### [Your assignment]
Every record, apart from its pictures, should be repeated exactly.

### [Provided material]
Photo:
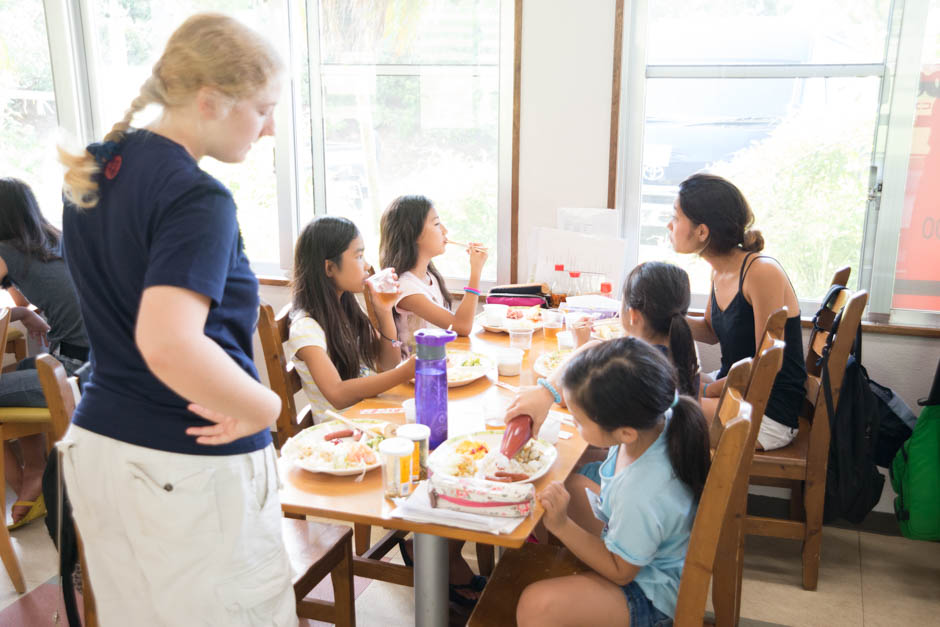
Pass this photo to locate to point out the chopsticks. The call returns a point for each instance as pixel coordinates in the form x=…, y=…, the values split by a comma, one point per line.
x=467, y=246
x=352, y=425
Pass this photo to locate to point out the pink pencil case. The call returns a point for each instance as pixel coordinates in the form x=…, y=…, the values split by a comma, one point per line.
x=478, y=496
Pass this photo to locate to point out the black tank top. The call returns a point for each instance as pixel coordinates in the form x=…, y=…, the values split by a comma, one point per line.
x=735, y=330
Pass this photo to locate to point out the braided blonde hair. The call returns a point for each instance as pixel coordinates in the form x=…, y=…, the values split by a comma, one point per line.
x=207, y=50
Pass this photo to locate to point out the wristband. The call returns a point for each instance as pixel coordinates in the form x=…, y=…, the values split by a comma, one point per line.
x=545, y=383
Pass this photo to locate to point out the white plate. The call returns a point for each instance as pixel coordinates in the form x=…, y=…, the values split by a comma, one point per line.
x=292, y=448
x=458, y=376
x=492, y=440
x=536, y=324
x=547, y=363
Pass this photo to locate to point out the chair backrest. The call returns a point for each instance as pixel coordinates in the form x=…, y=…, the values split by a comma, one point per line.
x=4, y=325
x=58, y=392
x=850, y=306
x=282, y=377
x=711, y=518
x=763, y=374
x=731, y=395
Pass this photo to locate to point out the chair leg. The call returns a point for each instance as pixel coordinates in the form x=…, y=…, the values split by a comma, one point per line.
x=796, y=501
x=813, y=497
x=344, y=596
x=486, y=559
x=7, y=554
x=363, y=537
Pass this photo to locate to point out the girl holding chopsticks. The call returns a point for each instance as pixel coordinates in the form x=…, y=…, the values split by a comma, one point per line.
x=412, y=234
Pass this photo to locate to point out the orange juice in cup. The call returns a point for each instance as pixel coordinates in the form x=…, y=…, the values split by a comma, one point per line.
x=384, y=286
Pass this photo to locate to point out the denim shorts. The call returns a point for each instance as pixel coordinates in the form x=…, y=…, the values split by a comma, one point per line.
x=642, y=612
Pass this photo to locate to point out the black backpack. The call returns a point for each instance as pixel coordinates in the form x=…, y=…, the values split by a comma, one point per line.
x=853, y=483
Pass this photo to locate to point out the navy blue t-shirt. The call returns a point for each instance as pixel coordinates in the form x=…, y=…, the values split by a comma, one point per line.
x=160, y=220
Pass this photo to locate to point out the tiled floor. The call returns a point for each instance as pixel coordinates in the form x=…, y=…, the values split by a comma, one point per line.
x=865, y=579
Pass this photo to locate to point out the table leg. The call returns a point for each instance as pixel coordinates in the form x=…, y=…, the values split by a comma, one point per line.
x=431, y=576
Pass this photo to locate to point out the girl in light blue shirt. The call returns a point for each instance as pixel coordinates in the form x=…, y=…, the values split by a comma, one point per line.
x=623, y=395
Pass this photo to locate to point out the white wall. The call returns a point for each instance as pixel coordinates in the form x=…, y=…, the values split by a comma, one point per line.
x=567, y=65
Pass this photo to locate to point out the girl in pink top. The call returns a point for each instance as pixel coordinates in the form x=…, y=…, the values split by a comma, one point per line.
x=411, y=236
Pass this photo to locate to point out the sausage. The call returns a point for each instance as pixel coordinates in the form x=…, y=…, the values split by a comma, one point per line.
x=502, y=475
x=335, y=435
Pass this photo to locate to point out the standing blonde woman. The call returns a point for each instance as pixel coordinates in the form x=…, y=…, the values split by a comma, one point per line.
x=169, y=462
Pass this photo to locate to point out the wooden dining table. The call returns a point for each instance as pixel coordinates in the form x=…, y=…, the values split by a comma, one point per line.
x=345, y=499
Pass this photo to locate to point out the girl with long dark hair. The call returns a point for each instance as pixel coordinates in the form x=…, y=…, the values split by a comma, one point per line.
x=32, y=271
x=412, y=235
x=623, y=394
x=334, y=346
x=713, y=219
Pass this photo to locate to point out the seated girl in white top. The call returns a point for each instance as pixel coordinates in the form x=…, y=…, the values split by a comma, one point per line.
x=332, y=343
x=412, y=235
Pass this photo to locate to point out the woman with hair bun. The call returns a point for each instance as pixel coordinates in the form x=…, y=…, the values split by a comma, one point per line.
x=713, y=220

### [Written solution]
Photo:
Pass this photo to locate to point out the chopsticks. The call returns a point for each instance as pixel coordinates in the form x=…, y=…, the values split by a comma, one point per line.
x=467, y=246
x=352, y=425
Pass this photo to locate to point out the pink pencil case. The call returns a point for each instance as pixel coordinates in the form x=…, y=…, the values split by a comma, one point per line.
x=478, y=496
Pass this photo to locate to point out the black tank top. The call returns a point for each instance as pixel coordinates in the form x=…, y=…, the values split by a comma, one point per line.
x=735, y=330
Pass this photo to locate to point out the braided blonde hair. The call returns a point for each instance as pixel coordinates in the form x=…, y=…, the values split by a comma, one point per line.
x=207, y=50
Pass this photo to locate to point out the wristband. The call returns a point for each instance as pixel coordinates in the form x=…, y=…, the values split by a comma, one point per line.
x=545, y=383
Pass this photo to locate to point out the white plate. The call returns a point for each instance as pixel coordinates in the form x=…, y=…, the values split by a comma, one point per line.
x=292, y=448
x=458, y=376
x=492, y=440
x=536, y=324
x=547, y=363
Pass this photo to locate to point out the chair backrest. The call returns a point for each instance as pixel coordinates in the form x=…, y=…, the values split by a comma, one point per line.
x=4, y=325
x=58, y=392
x=850, y=306
x=282, y=377
x=711, y=518
x=763, y=374
x=731, y=395
Pass this photo to locate to point out the chair leg. The call returns a point for each instance as pixel coordinates in the form x=…, y=…, the values split by a comma, one point per line.
x=796, y=501
x=813, y=497
x=344, y=596
x=486, y=559
x=7, y=554
x=363, y=537
Pass this photo to locate to point out the girl holding chopsticks. The call returns a point for each instance as pixel coordinates in the form x=…, y=…, the values split by a comma, one point per line.
x=412, y=234
Pass this photo to locate to point out the orange juice in cup. The call returns a point for each instance as pixel coordinates in the form x=…, y=…, the values split by a comma, one point per line.
x=384, y=286
Pass this photo to locate to point out the denim shorts. The call returns a point for each instance as pixel coordinates in the form x=…, y=…, the values split by a comma, one point per line.
x=642, y=612
Pass this photo to locate to point out the black backpack. The call returns a point for each instance as pixel coordinates in the form x=…, y=…, the values split by a comma, one point per line.
x=853, y=483
Pass this photo to locate to point out the navy blue t-shirt. The call returns a point for each instance as pixel coordinates in the form x=…, y=…, the values split by a comma, one point per line.
x=160, y=220
Pass this photo to locate to point out the tiled floor. The call returns a point for each instance as pixel coordinates in the form x=…, y=…, the values split by a comma, one point per line.
x=865, y=579
Pass this photo to locate to point out the table leg. The call returns a point for each instance as pixel coordinates in the form x=…, y=…, the values split by a comma, one point per line.
x=431, y=576
Pass this photo to locate to point out the girl in light blue shirt. The call returns a point for each instance as pixel coordinates in the form x=…, y=…, the values split by a comma, one point per line.
x=623, y=395
Pass this photo to locate to point out the white wall. The call returns a point for each instance as pixel coordinates in the form x=…, y=…, the values split by a comma, one point per line.
x=567, y=65
Pass this photo to locate to point out the girl in pink top. The call returns a point for each instance as pixel coordinates in the form x=…, y=…, the values split by a comma, one point per line.
x=411, y=236
Pass this photo to locate to point out the sausage. The call returns a point for each instance as pixel coordinates in the form x=…, y=…, the values split by a comma, one point per line.
x=502, y=475
x=335, y=435
Pass this photo to locate to point out the standing blonde woman. The call returns a point for each instance as pixel coordinates in the form x=…, y=…, the values split by a comma, one point per line.
x=169, y=462
Pass this photo to locate to point out the wooden dining table. The call returns a point for each instance as pixel coordinates in the form x=…, y=…, the values split by a comma, one point per line.
x=345, y=499
Pass this photo to locate to point out the girl with long dark hair. The call returns a point for each instance as pixel coordinates in the form x=…, y=…, the values split by a comma, one point per line.
x=32, y=271
x=412, y=235
x=623, y=394
x=334, y=346
x=713, y=219
Pass this photo to locate to point out the seated girl in white top. The call returns a point for each instance as pixel coordinates in the form x=…, y=…, the values split by a comma, one point per line.
x=332, y=343
x=412, y=235
Pass this photo to locate to point out the woman with hair bun. The call returns a point for each instance as pixel coordinates in the form x=…, y=…, the values split by a comma, one point per line.
x=713, y=220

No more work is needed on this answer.